(Records excerpted from a collection)
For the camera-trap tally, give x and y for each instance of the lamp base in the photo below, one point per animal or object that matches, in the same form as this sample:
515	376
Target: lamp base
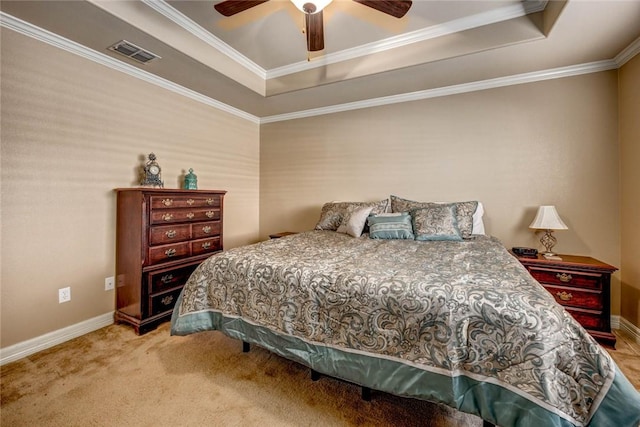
548	241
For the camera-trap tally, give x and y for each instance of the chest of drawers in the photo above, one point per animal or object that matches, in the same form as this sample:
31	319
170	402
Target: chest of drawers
161	237
582	285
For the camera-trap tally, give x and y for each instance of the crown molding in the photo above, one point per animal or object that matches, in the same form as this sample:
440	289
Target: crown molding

TASK: Count each line of the entries that holds the word "crown", then state the total and nothing more.

THE COMPLETED TASK: 2